**Estratto selezionato:**
-=-=-
La Bloomberg scrive che l’ufficio del Presidente ucraino non vedrebbe dei segni di spaccatura tra la leadership militare e quella politica dell’Ucraina dopo l’intervista rilasciata dal comandante in capo delle forze armate ucraine Valery Zaluzhny alla rivista The Economist sulla situazione del fronte (io avevo già scritto di quella intervista).
Direi che in questo specifico caso il comunicato della Bloomberg è da considerare logico, razionale e quindi affidabile. Infatti, Valery Zaluzhny mi sembra, praticamente da quando è iniziata la guerra in Ucraina, uno dei più grandi geni militari dei nostri tempi: non solo per la sua capacità di affrontare il nemico con quei mezzi disponibili che non sono mai stati particolarmente abbondanti, ma anche per la sua capacità – manifestata pubblicamente in molte occasioni – di analizzare e spiegare la situazione bellica corrente. Di conseguenza, la crisi tra Zelensky e Zaluzhny trasformatasi in qualcosa di grave (per esempio, la rimozione del secondo) sarebbe una perdita enorme per l’Ucraina. Suppongo che Zelensky lo capisca e cerchi di fare tutto il possibile per evitare ogni forma di crisi.
-=-=-
**Record forniti:**

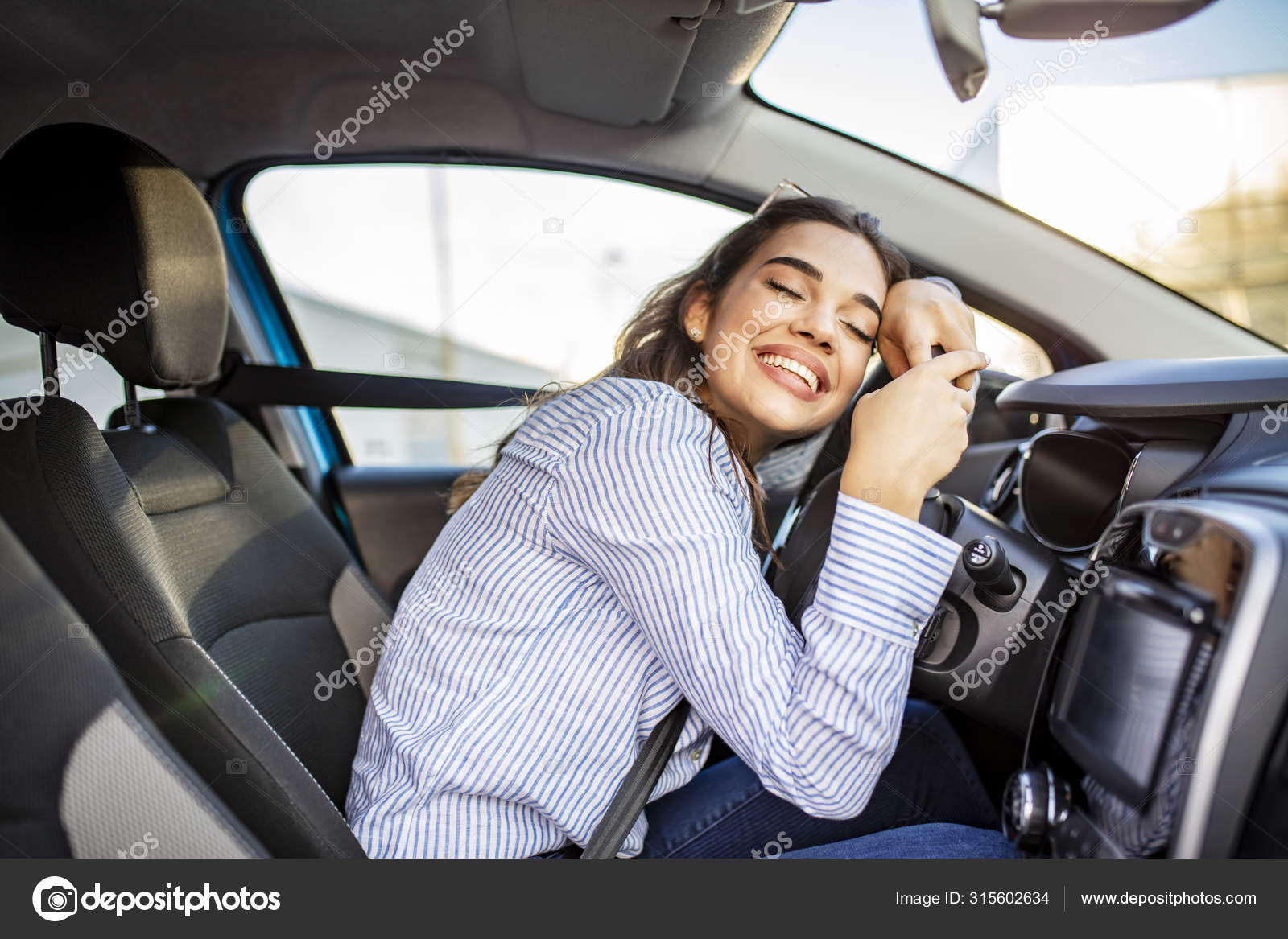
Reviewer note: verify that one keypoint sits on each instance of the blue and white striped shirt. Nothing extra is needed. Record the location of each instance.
(603, 570)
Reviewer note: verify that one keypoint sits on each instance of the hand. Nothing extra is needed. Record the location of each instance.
(910, 434)
(920, 315)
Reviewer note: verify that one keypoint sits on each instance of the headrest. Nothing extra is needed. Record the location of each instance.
(105, 244)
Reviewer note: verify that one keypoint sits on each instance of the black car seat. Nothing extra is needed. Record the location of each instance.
(209, 575)
(84, 772)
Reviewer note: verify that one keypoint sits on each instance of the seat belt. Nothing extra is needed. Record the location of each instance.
(641, 780)
(242, 383)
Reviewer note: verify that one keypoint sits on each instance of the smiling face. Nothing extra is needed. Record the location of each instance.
(808, 302)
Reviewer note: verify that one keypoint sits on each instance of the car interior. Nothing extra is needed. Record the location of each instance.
(196, 579)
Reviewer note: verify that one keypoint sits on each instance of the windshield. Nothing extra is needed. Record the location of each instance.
(1167, 151)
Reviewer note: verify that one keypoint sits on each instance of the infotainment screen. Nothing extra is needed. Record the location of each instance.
(1117, 688)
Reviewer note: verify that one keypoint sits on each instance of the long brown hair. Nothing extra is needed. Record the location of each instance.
(654, 345)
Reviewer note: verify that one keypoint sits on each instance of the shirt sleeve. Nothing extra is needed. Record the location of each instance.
(661, 516)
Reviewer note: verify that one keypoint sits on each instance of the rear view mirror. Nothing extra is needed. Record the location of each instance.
(1071, 19)
(955, 27)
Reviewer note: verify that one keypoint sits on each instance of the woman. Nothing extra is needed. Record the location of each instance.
(607, 567)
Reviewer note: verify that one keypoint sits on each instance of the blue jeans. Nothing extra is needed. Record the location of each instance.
(725, 812)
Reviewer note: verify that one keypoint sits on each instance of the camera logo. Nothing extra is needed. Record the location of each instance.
(55, 898)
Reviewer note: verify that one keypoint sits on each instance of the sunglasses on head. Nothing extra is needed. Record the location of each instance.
(785, 190)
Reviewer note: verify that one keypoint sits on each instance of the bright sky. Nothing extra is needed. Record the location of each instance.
(1096, 141)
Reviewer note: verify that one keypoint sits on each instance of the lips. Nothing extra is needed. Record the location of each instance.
(795, 369)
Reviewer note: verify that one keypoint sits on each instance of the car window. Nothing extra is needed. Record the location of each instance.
(1165, 150)
(491, 274)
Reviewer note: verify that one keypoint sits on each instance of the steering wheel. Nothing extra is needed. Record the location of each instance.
(976, 620)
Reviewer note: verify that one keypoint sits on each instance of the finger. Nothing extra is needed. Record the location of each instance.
(918, 349)
(894, 358)
(955, 364)
(953, 338)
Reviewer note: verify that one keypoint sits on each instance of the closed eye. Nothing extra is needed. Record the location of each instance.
(783, 289)
(860, 334)
(863, 336)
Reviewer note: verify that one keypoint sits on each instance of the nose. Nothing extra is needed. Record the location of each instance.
(815, 323)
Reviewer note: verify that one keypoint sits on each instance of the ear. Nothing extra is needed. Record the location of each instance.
(697, 308)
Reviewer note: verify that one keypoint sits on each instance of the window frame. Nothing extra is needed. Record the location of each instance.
(319, 428)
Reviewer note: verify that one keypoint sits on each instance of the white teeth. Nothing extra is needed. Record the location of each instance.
(792, 366)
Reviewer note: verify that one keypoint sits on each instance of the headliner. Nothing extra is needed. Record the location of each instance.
(212, 84)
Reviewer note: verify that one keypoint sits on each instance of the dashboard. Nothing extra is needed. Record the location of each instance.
(1120, 606)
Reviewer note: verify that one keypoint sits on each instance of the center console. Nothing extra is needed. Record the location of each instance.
(1150, 726)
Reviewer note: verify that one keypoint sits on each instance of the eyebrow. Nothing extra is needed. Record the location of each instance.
(815, 274)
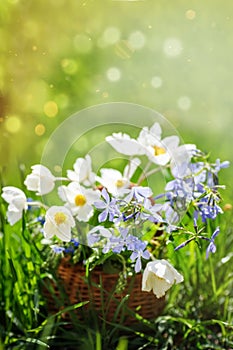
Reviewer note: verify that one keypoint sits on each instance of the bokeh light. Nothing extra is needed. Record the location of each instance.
(50, 109)
(13, 124)
(39, 129)
(172, 47)
(137, 40)
(113, 74)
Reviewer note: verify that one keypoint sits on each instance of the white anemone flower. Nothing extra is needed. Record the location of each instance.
(58, 222)
(149, 142)
(79, 200)
(17, 203)
(115, 182)
(158, 150)
(159, 276)
(40, 180)
(181, 159)
(82, 171)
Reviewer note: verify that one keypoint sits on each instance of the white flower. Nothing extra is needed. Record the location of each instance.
(40, 180)
(82, 171)
(79, 200)
(124, 144)
(58, 222)
(114, 181)
(181, 159)
(17, 203)
(149, 142)
(158, 150)
(159, 276)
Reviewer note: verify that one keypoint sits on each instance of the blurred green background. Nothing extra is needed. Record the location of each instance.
(60, 56)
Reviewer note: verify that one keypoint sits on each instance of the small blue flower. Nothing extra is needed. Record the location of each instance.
(212, 247)
(57, 249)
(41, 219)
(75, 242)
(139, 252)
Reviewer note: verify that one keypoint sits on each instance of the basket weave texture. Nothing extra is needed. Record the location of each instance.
(99, 290)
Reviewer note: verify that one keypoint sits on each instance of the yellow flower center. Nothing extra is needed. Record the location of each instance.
(80, 200)
(119, 183)
(59, 218)
(159, 150)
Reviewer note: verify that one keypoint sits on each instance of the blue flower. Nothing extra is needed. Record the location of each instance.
(57, 249)
(212, 247)
(139, 252)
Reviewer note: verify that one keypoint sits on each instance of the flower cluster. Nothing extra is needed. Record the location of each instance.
(116, 214)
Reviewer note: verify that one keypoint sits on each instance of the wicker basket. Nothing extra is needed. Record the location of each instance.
(105, 302)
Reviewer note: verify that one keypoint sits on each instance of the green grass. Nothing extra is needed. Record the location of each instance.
(198, 313)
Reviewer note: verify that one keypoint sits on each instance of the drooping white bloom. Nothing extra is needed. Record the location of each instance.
(159, 276)
(149, 142)
(114, 181)
(82, 171)
(40, 180)
(158, 150)
(124, 144)
(58, 222)
(181, 159)
(17, 203)
(79, 200)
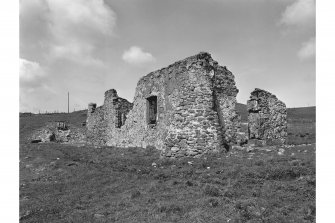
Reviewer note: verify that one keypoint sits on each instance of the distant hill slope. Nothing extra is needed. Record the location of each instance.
(293, 114)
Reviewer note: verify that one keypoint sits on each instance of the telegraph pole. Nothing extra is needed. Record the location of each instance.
(68, 102)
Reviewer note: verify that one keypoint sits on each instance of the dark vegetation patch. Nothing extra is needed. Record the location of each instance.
(63, 183)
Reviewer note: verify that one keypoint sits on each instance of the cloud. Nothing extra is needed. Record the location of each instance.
(63, 29)
(136, 56)
(62, 43)
(299, 13)
(307, 50)
(31, 74)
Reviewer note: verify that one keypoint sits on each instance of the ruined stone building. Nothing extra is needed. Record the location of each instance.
(267, 116)
(187, 108)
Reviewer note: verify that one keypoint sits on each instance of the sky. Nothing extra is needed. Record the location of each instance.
(86, 47)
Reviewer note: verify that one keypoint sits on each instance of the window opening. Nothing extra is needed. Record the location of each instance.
(152, 110)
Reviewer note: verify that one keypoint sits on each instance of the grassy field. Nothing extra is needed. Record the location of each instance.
(63, 183)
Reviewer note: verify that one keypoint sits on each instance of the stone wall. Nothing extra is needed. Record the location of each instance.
(195, 110)
(267, 119)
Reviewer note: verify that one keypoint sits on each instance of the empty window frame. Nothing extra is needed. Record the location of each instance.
(152, 110)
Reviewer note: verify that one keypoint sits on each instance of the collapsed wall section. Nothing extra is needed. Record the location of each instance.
(267, 118)
(185, 109)
(225, 92)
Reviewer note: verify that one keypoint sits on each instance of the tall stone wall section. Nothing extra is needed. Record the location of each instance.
(195, 110)
(267, 118)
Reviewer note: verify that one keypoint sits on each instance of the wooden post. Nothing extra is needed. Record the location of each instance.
(68, 102)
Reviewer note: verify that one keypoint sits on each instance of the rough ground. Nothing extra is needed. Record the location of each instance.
(62, 183)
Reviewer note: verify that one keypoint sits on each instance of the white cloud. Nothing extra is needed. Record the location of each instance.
(299, 13)
(30, 71)
(66, 29)
(307, 50)
(136, 56)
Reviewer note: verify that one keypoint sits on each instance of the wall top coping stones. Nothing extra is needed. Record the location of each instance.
(200, 56)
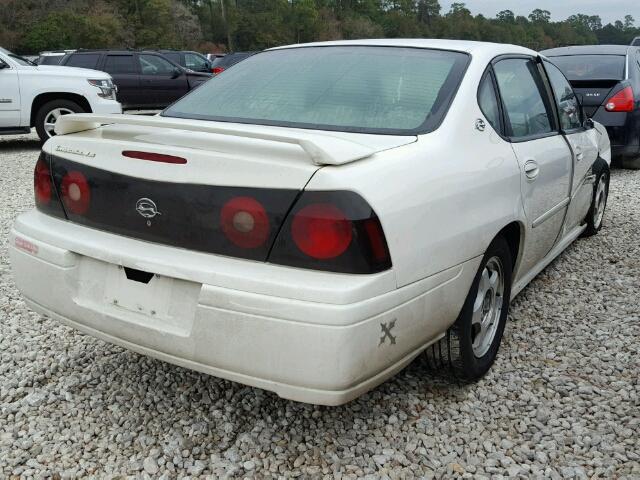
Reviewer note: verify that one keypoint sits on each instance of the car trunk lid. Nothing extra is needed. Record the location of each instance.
(131, 188)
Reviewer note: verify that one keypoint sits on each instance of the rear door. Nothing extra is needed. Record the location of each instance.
(544, 157)
(9, 95)
(583, 143)
(161, 79)
(122, 67)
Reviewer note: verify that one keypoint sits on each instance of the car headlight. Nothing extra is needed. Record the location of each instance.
(107, 88)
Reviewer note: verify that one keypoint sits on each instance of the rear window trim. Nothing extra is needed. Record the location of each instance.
(625, 73)
(431, 123)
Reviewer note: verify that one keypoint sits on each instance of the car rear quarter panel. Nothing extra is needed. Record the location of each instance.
(440, 200)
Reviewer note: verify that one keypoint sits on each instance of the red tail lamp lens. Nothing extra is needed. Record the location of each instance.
(76, 194)
(42, 182)
(154, 157)
(322, 231)
(623, 101)
(244, 222)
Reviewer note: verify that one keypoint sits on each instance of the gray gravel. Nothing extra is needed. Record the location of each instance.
(562, 400)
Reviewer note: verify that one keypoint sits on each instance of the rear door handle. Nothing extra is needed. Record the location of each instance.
(531, 170)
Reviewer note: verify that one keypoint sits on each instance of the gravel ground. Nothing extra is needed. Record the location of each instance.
(562, 401)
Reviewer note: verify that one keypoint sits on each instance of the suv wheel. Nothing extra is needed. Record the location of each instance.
(49, 113)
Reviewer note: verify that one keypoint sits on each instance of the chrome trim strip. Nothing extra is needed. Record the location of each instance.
(546, 216)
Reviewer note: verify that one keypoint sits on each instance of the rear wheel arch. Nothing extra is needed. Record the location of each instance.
(44, 98)
(513, 233)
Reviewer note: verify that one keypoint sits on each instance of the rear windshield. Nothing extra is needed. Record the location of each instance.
(84, 60)
(351, 88)
(591, 67)
(50, 59)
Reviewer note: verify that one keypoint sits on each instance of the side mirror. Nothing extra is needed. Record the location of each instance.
(588, 123)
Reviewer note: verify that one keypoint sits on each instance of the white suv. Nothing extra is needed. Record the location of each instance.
(36, 96)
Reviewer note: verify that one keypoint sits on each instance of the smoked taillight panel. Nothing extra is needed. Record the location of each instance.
(46, 195)
(184, 215)
(623, 101)
(75, 192)
(244, 221)
(335, 231)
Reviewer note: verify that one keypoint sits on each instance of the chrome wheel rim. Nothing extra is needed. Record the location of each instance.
(52, 117)
(600, 202)
(487, 307)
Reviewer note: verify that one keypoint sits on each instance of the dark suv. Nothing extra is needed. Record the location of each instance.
(607, 77)
(145, 79)
(190, 60)
(220, 64)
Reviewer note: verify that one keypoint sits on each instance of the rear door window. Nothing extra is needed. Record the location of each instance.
(527, 110)
(155, 65)
(488, 101)
(568, 105)
(120, 64)
(591, 67)
(195, 62)
(85, 60)
(173, 56)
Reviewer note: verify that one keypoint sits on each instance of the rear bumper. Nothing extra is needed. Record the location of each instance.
(308, 336)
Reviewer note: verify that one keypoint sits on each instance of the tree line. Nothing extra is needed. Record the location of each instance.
(31, 26)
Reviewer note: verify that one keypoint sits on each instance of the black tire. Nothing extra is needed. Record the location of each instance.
(631, 163)
(49, 107)
(594, 220)
(454, 353)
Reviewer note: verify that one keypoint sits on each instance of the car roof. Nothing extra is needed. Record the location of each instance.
(465, 46)
(587, 50)
(117, 52)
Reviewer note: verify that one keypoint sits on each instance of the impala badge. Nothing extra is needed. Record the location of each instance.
(147, 208)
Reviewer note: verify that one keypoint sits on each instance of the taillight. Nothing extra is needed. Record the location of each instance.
(321, 230)
(42, 182)
(75, 192)
(244, 221)
(335, 231)
(623, 101)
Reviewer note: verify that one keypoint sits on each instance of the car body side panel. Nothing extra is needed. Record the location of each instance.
(440, 201)
(9, 96)
(585, 145)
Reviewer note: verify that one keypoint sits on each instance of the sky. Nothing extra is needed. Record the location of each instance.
(609, 10)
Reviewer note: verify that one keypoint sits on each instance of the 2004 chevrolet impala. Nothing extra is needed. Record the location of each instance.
(318, 216)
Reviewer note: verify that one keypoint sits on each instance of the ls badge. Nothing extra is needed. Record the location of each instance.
(386, 332)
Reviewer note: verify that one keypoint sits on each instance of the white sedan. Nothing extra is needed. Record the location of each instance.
(315, 218)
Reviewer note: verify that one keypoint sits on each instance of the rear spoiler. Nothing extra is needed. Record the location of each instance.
(323, 149)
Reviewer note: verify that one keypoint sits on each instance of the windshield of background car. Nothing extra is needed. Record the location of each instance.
(344, 88)
(591, 67)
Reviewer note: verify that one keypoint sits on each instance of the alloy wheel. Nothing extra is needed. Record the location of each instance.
(487, 307)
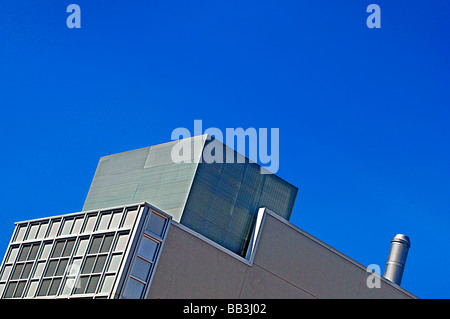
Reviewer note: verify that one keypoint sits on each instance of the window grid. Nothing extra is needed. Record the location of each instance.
(31, 269)
(146, 255)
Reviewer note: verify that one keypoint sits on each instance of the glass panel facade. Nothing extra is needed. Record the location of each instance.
(69, 256)
(225, 198)
(146, 256)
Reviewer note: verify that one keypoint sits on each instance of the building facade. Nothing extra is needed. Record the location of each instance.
(199, 230)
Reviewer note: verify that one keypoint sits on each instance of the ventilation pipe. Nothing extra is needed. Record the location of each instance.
(397, 258)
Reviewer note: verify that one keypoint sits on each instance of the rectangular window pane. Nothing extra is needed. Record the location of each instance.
(26, 271)
(33, 231)
(46, 251)
(95, 245)
(74, 269)
(77, 225)
(107, 284)
(129, 218)
(51, 268)
(81, 286)
(54, 229)
(70, 283)
(58, 249)
(32, 289)
(107, 241)
(44, 287)
(61, 267)
(99, 264)
(33, 252)
(122, 242)
(17, 271)
(6, 272)
(21, 232)
(90, 223)
(115, 222)
(133, 290)
(54, 287)
(19, 289)
(68, 223)
(140, 269)
(24, 253)
(39, 269)
(82, 246)
(92, 286)
(114, 263)
(156, 224)
(88, 264)
(147, 248)
(13, 254)
(68, 248)
(42, 230)
(104, 221)
(10, 290)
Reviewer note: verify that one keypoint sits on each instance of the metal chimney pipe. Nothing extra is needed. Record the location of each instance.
(397, 258)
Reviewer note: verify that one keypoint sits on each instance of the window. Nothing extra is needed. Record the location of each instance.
(94, 264)
(156, 224)
(75, 255)
(55, 268)
(21, 232)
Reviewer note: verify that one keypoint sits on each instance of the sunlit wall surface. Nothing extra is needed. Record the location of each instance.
(98, 254)
(219, 200)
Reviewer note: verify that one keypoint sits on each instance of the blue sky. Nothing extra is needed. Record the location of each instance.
(363, 113)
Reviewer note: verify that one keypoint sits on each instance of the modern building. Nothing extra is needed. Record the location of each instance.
(151, 228)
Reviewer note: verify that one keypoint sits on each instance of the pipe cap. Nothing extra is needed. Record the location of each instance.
(400, 238)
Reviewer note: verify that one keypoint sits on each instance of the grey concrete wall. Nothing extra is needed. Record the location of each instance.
(288, 264)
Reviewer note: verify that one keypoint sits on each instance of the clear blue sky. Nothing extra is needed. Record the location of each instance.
(363, 113)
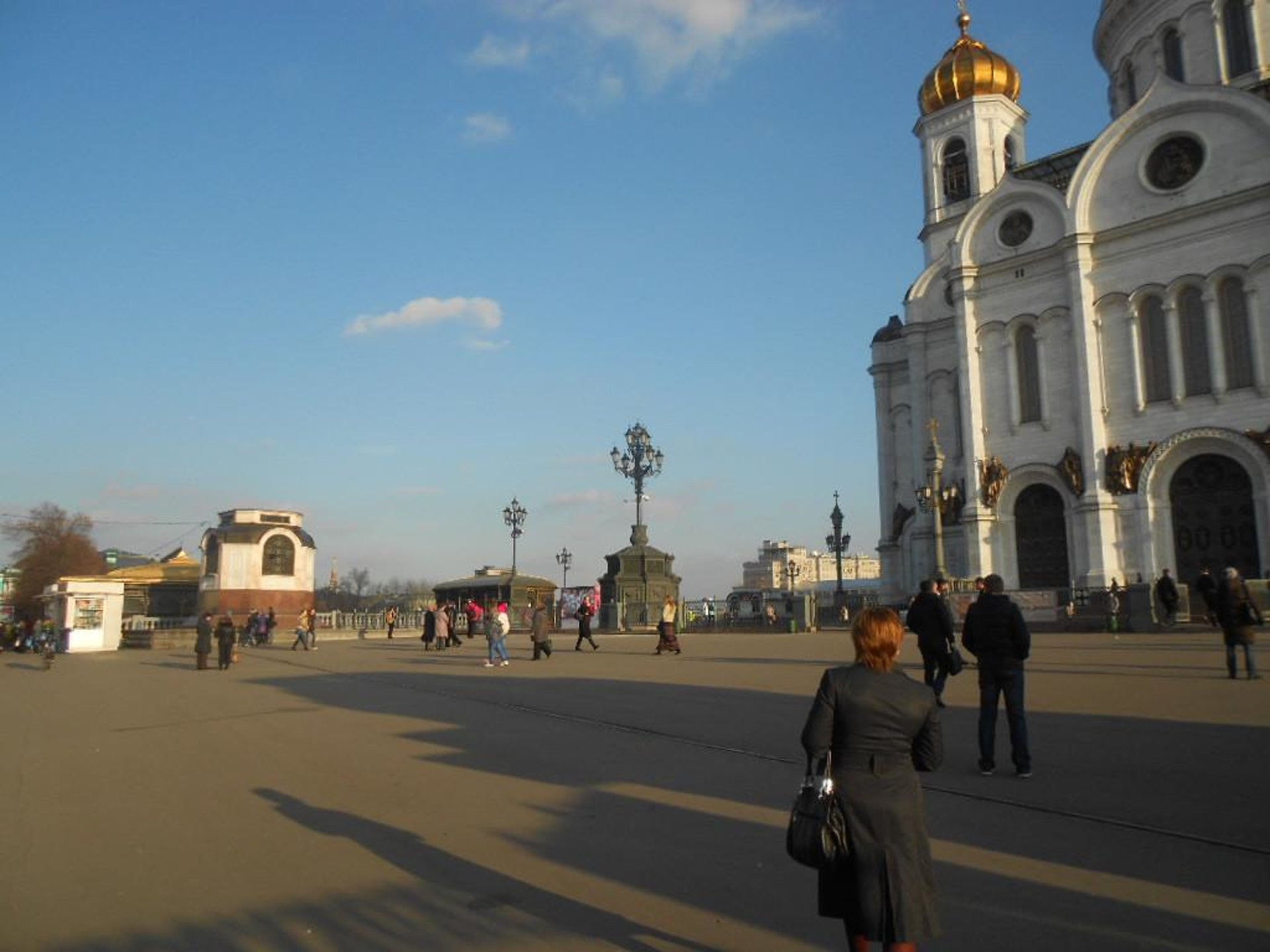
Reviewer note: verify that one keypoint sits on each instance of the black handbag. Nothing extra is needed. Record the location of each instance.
(817, 834)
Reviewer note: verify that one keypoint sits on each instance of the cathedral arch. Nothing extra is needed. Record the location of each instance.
(1034, 520)
(1206, 495)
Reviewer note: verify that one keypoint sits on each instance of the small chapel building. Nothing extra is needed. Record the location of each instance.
(258, 559)
(1090, 331)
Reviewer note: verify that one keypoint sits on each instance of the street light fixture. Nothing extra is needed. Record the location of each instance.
(564, 559)
(837, 542)
(935, 498)
(642, 461)
(792, 571)
(513, 514)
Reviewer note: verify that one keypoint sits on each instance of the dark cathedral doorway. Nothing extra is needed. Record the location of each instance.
(1040, 539)
(1214, 522)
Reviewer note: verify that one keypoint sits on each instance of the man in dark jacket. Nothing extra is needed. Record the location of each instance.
(996, 634)
(1166, 590)
(540, 631)
(931, 619)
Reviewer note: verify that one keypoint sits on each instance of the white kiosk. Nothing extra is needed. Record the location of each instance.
(92, 608)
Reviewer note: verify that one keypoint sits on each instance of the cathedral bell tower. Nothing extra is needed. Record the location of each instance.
(972, 132)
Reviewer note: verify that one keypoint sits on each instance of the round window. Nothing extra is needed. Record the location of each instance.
(1174, 163)
(1015, 229)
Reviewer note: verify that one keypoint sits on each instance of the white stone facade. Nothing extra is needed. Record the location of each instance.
(1105, 305)
(810, 568)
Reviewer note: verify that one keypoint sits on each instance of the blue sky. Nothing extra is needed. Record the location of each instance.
(394, 262)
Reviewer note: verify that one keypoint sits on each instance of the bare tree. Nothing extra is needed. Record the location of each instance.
(50, 543)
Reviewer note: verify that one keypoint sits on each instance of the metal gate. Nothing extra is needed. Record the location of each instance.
(1040, 539)
(1214, 524)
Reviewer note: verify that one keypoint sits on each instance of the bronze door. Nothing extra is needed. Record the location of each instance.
(1040, 539)
(1214, 524)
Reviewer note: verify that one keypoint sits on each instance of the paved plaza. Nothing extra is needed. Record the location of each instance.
(374, 796)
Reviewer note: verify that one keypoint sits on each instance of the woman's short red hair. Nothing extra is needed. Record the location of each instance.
(878, 635)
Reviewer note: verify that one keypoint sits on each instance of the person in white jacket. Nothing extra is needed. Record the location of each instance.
(495, 634)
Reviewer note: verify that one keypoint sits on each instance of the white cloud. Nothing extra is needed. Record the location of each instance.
(486, 128)
(700, 38)
(429, 311)
(497, 52)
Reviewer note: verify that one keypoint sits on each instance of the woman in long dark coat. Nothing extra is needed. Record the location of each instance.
(880, 728)
(204, 640)
(1238, 615)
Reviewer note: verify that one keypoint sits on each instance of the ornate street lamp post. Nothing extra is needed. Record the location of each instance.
-=-=-
**Attività da svolgere:**
**1)** Nell'estratto su Zaluzhny e Zelensky, a quale rivista Valery Zaluzhny ha rilasciato l'intervista sulla situazione del fronte?
**2)** Inserisci in una tabella Markdown con le colonne «Riga» e «Testo» le righe dei record, dalla riga che contiene "the woman in" fino alla fine dei record inclusa. Numera ogni riga e tralascia quelle vuote.

**Soluzioni:**
**1)** Alla rivista The Economist.

**2)**
| Riga | Testo |
|---|---|
| 1 | Reviewer note: verify that one keypoint sits on each instance of the woman in long dark coat. Nothing extra is needed. Record the location of each instance. |
| 2 | (880, 728) |
| 3 | (204, 640) |
| 4 | (1238, 615) |
| 5 | Reviewer note: verify that one keypoint sits on each instance of the ornate street lamp post. Nothing extra is needed. Record the location of each instance. |